Record set Block Start

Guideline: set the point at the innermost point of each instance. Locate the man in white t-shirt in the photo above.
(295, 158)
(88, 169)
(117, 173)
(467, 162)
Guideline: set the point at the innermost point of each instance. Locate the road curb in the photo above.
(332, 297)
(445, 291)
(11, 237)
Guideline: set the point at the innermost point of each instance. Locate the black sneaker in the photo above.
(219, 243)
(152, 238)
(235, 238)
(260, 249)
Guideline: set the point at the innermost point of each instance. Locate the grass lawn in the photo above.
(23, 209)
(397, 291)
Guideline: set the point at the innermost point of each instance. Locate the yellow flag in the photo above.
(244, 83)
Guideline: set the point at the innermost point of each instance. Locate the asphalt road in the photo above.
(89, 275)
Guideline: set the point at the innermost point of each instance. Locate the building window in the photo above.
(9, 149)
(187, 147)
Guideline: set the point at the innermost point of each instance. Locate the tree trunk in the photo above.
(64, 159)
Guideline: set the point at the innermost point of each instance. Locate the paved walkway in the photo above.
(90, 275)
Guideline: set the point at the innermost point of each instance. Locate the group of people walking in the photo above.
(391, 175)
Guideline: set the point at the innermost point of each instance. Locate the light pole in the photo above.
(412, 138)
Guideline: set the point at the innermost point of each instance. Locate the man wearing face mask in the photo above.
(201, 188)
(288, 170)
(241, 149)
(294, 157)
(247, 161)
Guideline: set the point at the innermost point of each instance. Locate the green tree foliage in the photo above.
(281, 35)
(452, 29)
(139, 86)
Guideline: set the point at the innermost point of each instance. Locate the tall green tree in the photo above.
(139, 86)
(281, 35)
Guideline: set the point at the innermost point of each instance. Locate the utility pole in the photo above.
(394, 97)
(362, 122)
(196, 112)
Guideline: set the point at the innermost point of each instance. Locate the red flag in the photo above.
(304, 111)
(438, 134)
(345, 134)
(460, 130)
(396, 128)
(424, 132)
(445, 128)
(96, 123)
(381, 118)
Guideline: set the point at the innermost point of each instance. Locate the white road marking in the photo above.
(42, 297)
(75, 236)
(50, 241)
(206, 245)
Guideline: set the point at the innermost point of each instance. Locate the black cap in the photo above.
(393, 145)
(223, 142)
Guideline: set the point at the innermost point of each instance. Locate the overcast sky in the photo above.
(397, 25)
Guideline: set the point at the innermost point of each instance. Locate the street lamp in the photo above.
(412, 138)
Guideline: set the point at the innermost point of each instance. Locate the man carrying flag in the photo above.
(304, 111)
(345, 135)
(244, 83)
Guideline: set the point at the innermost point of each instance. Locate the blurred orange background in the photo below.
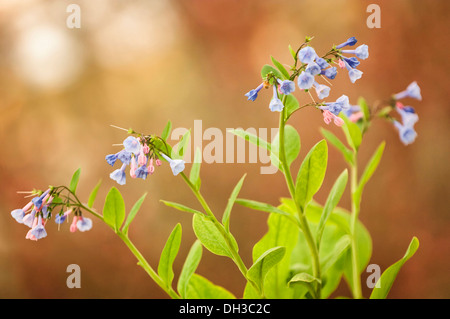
(141, 63)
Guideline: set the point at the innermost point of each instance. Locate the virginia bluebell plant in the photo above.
(309, 248)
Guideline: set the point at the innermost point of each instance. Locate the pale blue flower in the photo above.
(132, 145)
(313, 68)
(322, 63)
(176, 165)
(412, 91)
(286, 86)
(409, 116)
(253, 94)
(353, 62)
(307, 55)
(142, 172)
(39, 230)
(341, 104)
(353, 74)
(305, 81)
(275, 103)
(330, 73)
(119, 175)
(322, 90)
(350, 42)
(18, 215)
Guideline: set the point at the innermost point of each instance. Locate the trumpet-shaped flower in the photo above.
(322, 90)
(313, 69)
(253, 94)
(286, 86)
(38, 231)
(330, 73)
(119, 175)
(350, 42)
(412, 91)
(361, 52)
(305, 80)
(275, 103)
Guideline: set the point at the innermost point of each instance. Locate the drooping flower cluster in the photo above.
(311, 69)
(38, 211)
(408, 115)
(142, 155)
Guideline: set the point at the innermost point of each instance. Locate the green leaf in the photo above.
(168, 255)
(133, 213)
(74, 181)
(181, 207)
(114, 209)
(291, 146)
(311, 174)
(336, 142)
(352, 132)
(93, 194)
(333, 199)
(181, 146)
(263, 207)
(387, 278)
(258, 271)
(194, 175)
(281, 68)
(291, 104)
(281, 232)
(370, 168)
(213, 239)
(251, 138)
(189, 267)
(338, 251)
(266, 69)
(166, 132)
(306, 280)
(231, 200)
(364, 108)
(201, 288)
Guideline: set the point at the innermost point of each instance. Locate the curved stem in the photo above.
(141, 260)
(235, 255)
(302, 219)
(356, 280)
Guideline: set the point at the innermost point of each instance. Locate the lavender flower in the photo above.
(286, 87)
(305, 80)
(253, 94)
(350, 42)
(275, 103)
(361, 52)
(119, 175)
(412, 91)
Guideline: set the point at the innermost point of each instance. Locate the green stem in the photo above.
(235, 255)
(141, 260)
(290, 183)
(356, 286)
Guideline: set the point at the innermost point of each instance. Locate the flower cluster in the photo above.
(142, 155)
(38, 211)
(312, 67)
(407, 113)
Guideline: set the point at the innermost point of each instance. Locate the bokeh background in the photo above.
(140, 63)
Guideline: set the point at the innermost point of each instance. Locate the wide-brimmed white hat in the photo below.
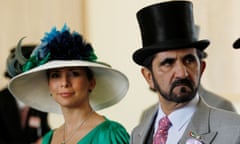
(32, 88)
(60, 49)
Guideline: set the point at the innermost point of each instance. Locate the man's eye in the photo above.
(190, 59)
(167, 62)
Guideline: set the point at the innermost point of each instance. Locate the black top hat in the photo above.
(167, 26)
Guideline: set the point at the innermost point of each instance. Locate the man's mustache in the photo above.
(179, 82)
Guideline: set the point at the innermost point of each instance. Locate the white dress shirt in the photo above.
(179, 119)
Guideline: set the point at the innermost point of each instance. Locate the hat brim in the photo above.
(31, 87)
(141, 54)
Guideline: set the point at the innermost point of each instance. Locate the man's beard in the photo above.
(186, 95)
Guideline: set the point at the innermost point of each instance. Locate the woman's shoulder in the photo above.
(47, 137)
(113, 131)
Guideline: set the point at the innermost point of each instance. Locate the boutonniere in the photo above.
(194, 139)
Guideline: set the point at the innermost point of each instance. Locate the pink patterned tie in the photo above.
(160, 136)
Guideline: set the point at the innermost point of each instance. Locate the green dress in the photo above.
(108, 132)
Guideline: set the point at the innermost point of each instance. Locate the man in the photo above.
(171, 64)
(19, 124)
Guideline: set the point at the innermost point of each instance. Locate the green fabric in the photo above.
(108, 132)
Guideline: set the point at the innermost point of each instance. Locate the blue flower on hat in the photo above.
(60, 45)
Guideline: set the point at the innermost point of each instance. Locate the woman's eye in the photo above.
(54, 75)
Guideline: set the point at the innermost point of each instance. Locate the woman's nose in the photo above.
(64, 82)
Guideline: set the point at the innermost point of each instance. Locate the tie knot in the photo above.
(164, 123)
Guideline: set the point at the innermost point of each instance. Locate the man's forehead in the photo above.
(177, 52)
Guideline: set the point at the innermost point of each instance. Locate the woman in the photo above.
(63, 76)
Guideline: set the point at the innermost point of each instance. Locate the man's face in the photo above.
(176, 74)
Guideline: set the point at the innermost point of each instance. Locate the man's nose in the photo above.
(181, 71)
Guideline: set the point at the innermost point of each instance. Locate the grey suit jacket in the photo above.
(213, 126)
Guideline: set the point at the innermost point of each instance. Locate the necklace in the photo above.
(65, 140)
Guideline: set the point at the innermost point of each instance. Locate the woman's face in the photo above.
(70, 86)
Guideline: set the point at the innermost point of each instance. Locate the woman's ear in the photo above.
(203, 66)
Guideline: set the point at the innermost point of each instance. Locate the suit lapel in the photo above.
(198, 128)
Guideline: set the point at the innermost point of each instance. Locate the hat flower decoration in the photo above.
(58, 49)
(61, 45)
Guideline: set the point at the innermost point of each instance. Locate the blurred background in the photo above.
(112, 28)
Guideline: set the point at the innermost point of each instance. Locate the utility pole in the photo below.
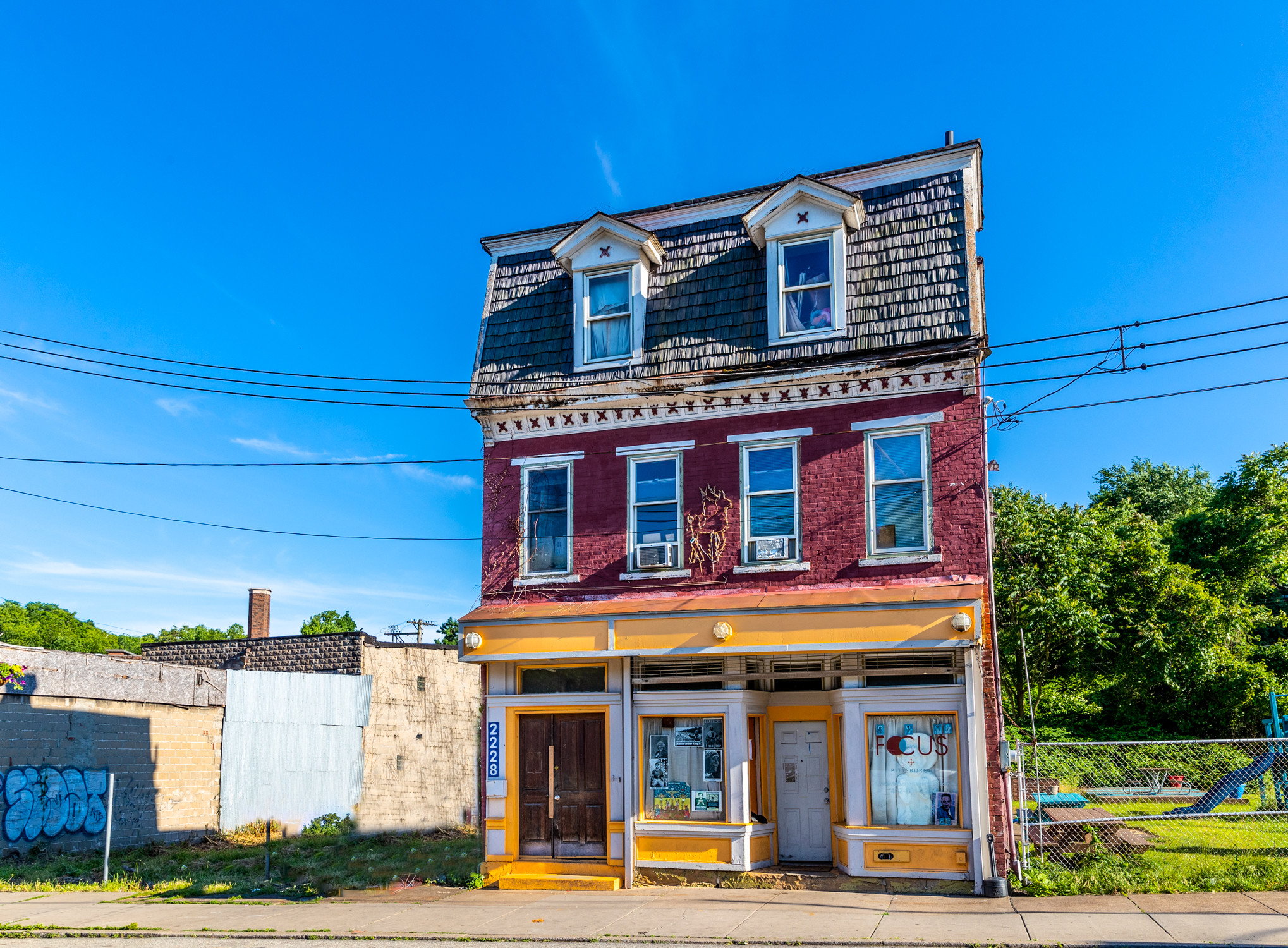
(420, 624)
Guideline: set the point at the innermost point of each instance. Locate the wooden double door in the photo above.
(563, 805)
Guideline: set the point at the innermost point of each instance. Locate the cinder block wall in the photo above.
(422, 748)
(165, 757)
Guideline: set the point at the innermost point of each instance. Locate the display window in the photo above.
(913, 769)
(683, 762)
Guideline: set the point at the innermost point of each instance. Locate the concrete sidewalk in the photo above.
(682, 915)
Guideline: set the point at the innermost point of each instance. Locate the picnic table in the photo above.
(1067, 830)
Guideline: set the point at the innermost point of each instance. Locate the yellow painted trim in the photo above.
(512, 762)
(787, 629)
(545, 638)
(640, 758)
(519, 667)
(909, 857)
(867, 764)
(684, 849)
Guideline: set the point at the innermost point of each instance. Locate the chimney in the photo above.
(257, 615)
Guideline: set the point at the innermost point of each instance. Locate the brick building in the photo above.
(737, 550)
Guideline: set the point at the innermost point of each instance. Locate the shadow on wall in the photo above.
(54, 765)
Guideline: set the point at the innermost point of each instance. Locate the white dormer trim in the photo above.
(583, 248)
(599, 248)
(772, 217)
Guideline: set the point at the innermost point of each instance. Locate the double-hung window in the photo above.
(806, 296)
(548, 520)
(656, 491)
(769, 502)
(608, 316)
(898, 492)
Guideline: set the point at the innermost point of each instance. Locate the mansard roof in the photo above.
(907, 280)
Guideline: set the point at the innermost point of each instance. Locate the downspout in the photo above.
(1009, 832)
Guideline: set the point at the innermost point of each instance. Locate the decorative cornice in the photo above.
(633, 410)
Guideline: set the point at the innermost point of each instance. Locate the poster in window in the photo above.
(706, 800)
(659, 748)
(945, 809)
(672, 803)
(713, 732)
(713, 770)
(688, 737)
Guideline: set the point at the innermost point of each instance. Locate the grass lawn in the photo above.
(1232, 851)
(232, 865)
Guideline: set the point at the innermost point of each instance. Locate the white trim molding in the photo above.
(547, 459)
(770, 435)
(773, 568)
(547, 581)
(655, 449)
(901, 561)
(901, 422)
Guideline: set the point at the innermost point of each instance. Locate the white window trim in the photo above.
(870, 495)
(630, 511)
(744, 500)
(523, 547)
(581, 326)
(774, 286)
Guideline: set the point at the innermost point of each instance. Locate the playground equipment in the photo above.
(1275, 760)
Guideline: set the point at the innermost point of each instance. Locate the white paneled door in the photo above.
(804, 798)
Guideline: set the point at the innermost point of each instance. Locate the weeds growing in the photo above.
(231, 866)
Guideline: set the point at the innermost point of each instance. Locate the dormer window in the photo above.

Record set Block End

→ **Instructions to follow**: Each line from the one that contains "equipment in the photo above." to the end of the data should be set down exactly, both ends included.

→ **Solution to this task**:
Guideline: set the point at the innermost point of each instance. Locate the playground equipment in the photo above.
(1275, 760)
Guideline: set the point at the innermost point of each instance. Locate the white paneled door in the photo above.
(804, 798)
Guideline: set the point at the innermost point of each instance. Locate the weeds growing in the photo above.
(231, 866)
Guideline: set the point at the innermost point of each instance. Locate the dormer window in the photo above.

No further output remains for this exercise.